Rewrite everything in the data from the line containing "One point belongs to each instance of the grey uniform" down to the line containing "[[330, 364], [643, 203]]", replacing "maroon" with "burgundy" and leaving all else unchanged.

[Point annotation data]
+ + + +

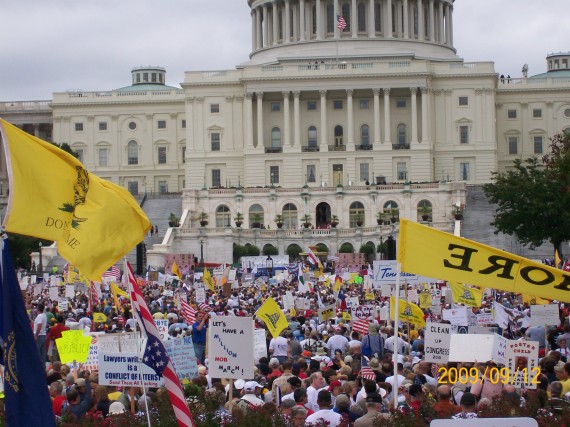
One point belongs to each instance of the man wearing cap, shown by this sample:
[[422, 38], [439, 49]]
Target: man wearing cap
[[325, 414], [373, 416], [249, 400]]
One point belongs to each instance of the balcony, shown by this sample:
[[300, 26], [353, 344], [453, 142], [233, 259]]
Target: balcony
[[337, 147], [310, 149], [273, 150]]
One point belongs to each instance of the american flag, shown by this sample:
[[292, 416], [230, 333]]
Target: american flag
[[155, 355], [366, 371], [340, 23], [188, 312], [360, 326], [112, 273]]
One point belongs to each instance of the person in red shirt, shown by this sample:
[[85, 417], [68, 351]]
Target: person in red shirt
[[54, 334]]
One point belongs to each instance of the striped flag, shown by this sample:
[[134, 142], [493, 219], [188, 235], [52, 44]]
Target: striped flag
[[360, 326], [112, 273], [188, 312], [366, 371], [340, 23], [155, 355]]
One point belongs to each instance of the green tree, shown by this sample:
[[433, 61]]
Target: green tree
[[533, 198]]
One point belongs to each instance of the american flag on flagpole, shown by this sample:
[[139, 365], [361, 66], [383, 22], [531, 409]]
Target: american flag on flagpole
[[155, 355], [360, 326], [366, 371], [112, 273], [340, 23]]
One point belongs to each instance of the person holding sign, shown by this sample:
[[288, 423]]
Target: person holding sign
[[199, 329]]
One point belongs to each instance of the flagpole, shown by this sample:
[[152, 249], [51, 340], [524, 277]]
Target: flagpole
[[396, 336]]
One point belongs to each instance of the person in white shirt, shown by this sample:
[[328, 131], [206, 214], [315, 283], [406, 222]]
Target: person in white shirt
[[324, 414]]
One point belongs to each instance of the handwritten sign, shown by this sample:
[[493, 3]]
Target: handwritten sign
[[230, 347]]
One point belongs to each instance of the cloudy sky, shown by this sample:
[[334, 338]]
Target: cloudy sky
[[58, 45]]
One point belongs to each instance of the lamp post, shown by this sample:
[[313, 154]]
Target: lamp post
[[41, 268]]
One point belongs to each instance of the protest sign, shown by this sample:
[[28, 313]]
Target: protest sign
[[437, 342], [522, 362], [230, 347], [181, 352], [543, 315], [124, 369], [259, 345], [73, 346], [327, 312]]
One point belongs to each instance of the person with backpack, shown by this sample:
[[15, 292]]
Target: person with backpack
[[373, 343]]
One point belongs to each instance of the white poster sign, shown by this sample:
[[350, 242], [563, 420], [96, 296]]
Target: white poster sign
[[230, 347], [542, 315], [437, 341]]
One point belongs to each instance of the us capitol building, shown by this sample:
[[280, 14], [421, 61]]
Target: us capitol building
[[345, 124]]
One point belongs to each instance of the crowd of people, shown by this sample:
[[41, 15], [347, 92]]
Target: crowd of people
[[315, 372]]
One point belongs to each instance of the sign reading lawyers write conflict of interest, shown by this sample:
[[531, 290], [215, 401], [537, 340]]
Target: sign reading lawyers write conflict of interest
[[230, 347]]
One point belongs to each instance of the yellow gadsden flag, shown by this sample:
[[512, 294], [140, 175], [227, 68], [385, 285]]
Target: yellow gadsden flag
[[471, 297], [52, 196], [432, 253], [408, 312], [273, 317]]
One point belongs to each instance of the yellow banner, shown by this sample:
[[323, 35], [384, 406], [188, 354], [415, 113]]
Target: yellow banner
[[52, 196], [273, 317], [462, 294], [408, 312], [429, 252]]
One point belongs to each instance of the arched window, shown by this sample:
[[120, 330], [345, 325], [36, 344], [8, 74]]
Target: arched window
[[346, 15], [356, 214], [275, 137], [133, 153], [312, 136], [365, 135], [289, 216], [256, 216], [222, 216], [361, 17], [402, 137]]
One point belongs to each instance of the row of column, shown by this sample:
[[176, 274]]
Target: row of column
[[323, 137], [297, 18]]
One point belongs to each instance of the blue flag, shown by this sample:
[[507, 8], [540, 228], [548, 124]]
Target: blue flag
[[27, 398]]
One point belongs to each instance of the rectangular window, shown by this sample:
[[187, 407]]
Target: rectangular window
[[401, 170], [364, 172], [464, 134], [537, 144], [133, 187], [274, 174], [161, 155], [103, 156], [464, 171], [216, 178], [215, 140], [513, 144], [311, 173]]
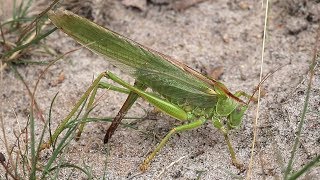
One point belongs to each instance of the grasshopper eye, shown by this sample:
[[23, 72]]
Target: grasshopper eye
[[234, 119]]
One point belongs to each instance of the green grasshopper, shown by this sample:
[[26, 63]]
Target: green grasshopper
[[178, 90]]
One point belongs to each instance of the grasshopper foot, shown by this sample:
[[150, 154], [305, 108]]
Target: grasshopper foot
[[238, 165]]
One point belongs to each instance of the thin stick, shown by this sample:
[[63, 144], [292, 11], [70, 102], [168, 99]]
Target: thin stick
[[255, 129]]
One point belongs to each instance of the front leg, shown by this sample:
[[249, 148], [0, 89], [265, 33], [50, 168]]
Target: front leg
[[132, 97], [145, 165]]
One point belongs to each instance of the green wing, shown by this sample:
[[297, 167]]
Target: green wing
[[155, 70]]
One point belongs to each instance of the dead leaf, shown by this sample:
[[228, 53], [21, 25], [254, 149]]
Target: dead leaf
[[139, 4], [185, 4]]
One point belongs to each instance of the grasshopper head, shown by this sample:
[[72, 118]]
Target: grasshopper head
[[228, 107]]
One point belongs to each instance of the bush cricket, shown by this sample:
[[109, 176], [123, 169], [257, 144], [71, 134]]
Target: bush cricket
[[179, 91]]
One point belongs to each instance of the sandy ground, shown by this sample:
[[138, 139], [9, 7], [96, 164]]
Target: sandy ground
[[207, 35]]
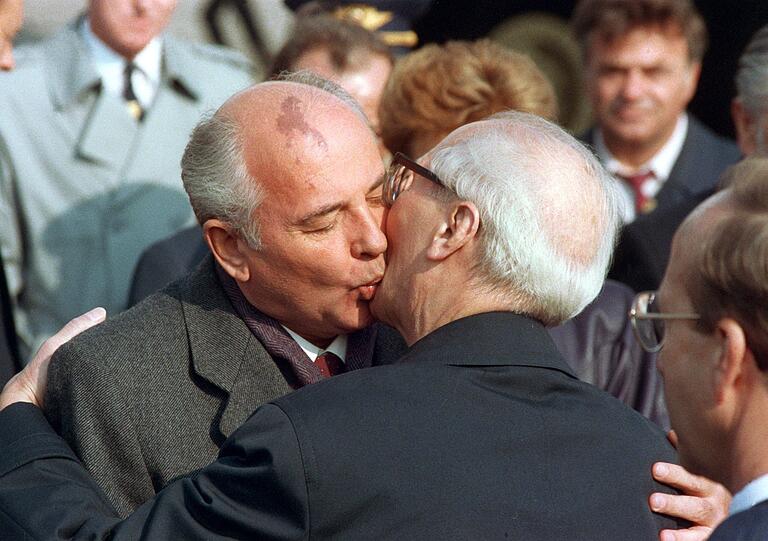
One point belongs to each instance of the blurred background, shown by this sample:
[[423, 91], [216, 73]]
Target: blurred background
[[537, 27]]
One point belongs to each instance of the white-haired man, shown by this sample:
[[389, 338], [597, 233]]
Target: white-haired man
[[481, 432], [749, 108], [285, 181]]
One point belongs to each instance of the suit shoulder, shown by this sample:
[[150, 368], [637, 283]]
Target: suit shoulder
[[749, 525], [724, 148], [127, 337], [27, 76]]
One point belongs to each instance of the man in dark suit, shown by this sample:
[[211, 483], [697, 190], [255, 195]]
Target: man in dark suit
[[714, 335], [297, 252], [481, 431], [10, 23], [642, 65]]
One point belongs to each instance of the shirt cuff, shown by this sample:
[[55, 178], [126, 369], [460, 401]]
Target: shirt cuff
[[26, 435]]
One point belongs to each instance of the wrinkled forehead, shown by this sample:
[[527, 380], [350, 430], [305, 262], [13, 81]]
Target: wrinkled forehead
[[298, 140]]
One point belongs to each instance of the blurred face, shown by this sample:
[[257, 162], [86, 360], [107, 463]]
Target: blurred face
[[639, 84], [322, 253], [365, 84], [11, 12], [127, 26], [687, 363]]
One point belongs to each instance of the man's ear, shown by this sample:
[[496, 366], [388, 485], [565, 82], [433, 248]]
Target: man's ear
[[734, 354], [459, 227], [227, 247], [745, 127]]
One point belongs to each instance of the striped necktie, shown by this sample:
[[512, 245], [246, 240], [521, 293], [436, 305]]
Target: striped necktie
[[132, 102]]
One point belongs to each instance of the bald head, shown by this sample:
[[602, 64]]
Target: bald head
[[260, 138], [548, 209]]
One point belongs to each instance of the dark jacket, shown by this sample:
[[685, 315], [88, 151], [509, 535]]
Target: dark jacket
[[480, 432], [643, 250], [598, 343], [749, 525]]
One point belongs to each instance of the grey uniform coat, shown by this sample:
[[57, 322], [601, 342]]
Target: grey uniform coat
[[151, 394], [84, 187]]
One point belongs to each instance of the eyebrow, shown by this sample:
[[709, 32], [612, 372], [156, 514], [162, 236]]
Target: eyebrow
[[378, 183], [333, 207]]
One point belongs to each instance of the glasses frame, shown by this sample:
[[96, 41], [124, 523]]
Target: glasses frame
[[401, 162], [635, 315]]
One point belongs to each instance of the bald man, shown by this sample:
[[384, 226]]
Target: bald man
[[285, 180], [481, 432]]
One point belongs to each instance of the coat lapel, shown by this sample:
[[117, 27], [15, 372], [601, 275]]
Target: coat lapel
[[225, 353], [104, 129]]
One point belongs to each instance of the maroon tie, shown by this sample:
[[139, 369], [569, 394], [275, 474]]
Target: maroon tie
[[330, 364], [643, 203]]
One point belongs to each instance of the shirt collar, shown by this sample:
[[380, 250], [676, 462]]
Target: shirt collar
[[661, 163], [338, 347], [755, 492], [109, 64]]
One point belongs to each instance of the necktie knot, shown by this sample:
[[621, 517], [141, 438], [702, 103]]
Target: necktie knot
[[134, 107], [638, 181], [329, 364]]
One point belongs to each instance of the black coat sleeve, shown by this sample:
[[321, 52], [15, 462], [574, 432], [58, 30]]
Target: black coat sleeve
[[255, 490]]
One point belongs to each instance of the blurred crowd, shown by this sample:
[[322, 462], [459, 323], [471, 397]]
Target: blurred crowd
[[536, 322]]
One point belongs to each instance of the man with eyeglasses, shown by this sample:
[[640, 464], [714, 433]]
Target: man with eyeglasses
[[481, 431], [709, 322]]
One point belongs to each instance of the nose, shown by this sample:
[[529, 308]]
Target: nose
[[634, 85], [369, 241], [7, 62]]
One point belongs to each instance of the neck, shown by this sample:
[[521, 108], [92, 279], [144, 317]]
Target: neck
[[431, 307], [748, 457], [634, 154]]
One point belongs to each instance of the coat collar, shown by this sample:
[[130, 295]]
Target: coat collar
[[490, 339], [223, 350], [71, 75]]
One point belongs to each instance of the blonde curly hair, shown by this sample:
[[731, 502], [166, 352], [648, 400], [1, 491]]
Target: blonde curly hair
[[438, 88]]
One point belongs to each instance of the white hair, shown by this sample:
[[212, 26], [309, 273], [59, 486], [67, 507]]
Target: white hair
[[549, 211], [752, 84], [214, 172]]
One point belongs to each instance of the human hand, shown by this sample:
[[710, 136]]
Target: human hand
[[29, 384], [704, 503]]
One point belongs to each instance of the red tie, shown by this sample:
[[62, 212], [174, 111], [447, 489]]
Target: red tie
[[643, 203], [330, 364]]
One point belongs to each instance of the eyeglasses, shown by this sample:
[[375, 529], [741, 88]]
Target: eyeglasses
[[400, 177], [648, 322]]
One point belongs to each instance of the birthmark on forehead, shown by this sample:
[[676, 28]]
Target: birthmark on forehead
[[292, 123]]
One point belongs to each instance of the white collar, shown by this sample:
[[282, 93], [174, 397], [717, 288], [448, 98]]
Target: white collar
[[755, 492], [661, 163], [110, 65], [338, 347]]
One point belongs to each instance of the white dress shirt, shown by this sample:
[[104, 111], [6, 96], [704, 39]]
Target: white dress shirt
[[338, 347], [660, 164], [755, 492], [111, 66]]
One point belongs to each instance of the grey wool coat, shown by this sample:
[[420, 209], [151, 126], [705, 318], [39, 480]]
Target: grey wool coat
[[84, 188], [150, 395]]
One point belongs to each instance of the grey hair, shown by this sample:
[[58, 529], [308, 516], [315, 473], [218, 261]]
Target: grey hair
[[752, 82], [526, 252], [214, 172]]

+ + + +

Result —
One point belongs to each instance of the grey uniform coat, shown by this sample:
[[57, 322], [601, 342]]
Target: grey uniform coat
[[151, 394], [84, 187]]
One point belongs to each instance of the eyebrow, shown by this sample:
[[709, 32], [612, 372], [156, 514], [162, 236]]
Target: eyebrow
[[378, 183], [333, 207]]
One point belongs to each instance of the glasses frame, shown by this sample:
[[96, 41], [124, 523]]
Target: glasses frame
[[401, 162], [635, 315]]
One point belongs to each instance of the bald man, shown by this sample:
[[384, 226]]
Target: bald man
[[285, 180], [481, 432]]
One point belongs to each instance of the coat lapel, shown by this sample:
[[117, 27], [15, 372], [601, 275]]
Target: coat lapel
[[225, 353], [104, 129]]
One point belongs to each instance of the burgundy tie, shown by this sample:
[[139, 369], [569, 394], [275, 474]]
Target: burgundy tie
[[330, 364], [643, 203]]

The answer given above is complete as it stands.